EXTRAIT FOURNI ::
------------------------------------------------
Message non lu par Jean-Mic » jeu. 30 déc. 2021, 12:31

Jean-Mic a écrit :
mer. 29 déc. 2021, 19:28
Il s'agit probablement d'un des évangiles apocryphes. Reste à savoir lequel.
Vérification faite, il ne s'agit pas d'un évangile apocryphe, mais d'un pseudépigraphe (un ouvrage attribué à un auteur qui ne l'a pas écrit) judaïque autour de l'an 100 avant J.C. : la Lettre d'Aristée.

D'après ce texte, septante-deux (72) sages juifs (six de chacune des douze tribus d'Israël) auraient travaillé pendant septante-deux jours à traduire en grec ce que nous appelons l'Ancien Testament. Le nom de Septante (raccourci de septante-deux) est resté à cette traduction grecque de la Bible. Cent ans plus tard, Philon d'Alexandrie (un Juif contemporain de Jésus et du tout-début du christianisme) ajoute que les savants avaient travaillé séparément, chacun dans sa maison, sur l'île de Pharos (où était érigé le fameux phare d'Alexandrie - le détail est amusant : le travail sur la Bible hébraïque est destiné à éclairer le monde, tout comme le phare est destiné à illuminer la nuit), et lorsqu'ils eurent comparé leurs traductions, ils se seraient rendu compte qu'elles étaient absolument semblables ! Cela se serait passé en l'an 270 avant J.C.
------------------------------------------------
MATÉRIEL FOURNI ::
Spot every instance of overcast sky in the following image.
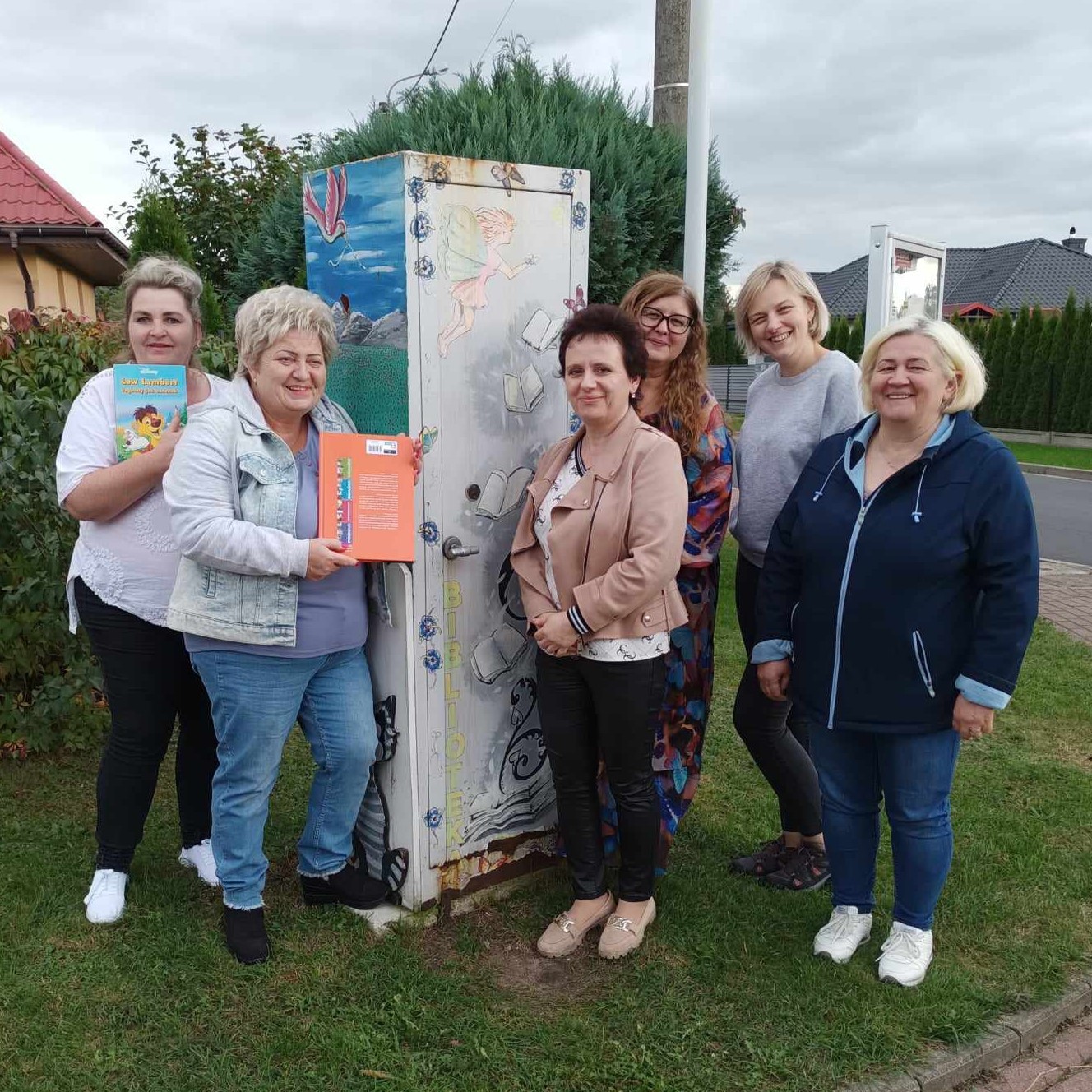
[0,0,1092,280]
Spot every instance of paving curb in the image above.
------------------------------------------------
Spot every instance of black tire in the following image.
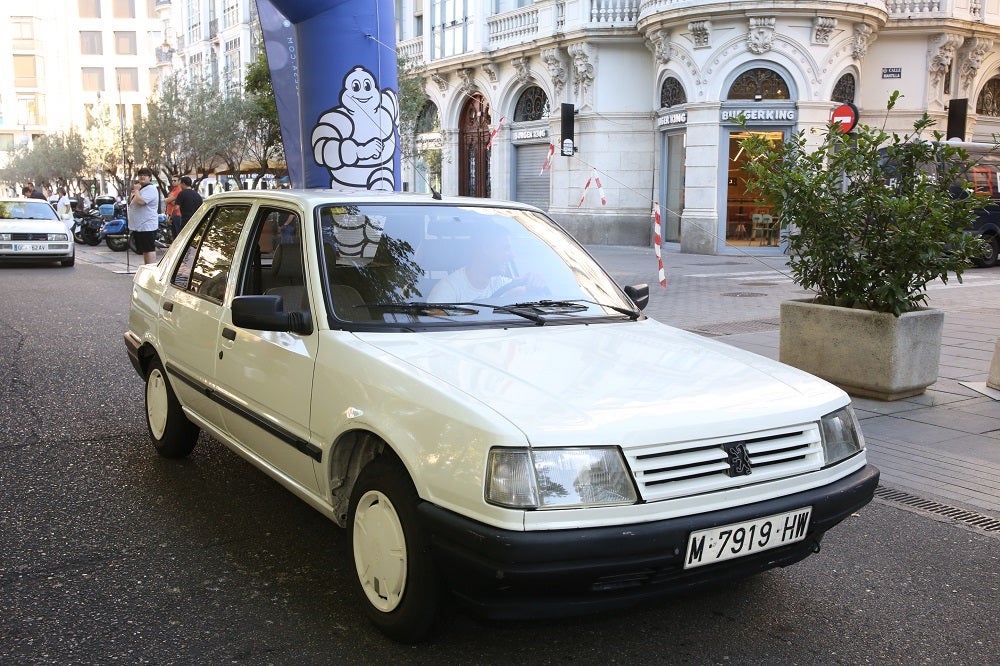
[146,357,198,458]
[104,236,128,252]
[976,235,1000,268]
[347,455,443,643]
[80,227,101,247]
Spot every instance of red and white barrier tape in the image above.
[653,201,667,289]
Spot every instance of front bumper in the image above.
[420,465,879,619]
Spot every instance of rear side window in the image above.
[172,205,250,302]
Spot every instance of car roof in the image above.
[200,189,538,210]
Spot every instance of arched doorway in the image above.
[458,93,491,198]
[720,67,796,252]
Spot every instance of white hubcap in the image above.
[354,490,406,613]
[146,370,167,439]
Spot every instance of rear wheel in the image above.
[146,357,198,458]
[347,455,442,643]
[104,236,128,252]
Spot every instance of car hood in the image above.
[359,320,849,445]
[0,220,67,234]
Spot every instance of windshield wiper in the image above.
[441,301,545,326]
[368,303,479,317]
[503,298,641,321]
------------------------------------------------
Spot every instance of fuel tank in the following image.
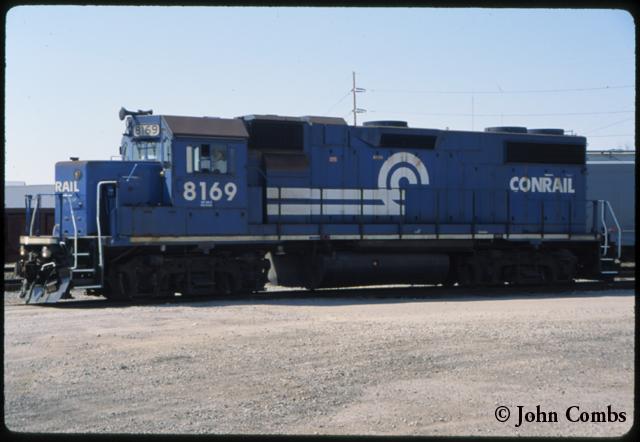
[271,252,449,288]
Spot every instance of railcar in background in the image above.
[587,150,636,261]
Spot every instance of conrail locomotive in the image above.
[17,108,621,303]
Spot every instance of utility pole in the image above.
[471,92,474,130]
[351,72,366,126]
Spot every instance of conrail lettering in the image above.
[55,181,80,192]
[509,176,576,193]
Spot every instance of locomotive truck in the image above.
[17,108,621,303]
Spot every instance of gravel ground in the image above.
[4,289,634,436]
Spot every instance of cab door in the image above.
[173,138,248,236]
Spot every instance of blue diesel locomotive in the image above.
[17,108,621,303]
------------------------------------------------
CONSIGNE DONNÉE 1 ::
D'après l'extrait fourni, combien de sages de chaque tribu d'Israël auraient participé à la traduction en grec ?
CONSIGNE DONNÉE 2 ::
Recopiez mot pour mot le passage de l'extrait fourni qui va de « Message non lu » jusqu'à « la Lettre d'Aristée. ».

RÉPONSE ATTENDUE 1 ::
Six sages de chacune des douze tribus d'Israël.

RÉPONSE ATTENDUE 2 ::
Message non lu par Jean-Mic » jeu. 30 déc. 2021, 12:31

Jean-Mic a écrit :
mer. 29 déc. 2021, 19:28
Il s'agit probablement d'un des évangiles apocryphes. Reste à savoir lequel.
Vérification faite, il ne s'agit pas d'un évangile apocryphe, mais d'un pseudépigraphe (un ouvrage attribué à un auteur qui ne l'a pas écrit) judaïque autour de l'an 100 avant J.C. : la Lettre d'Aristée.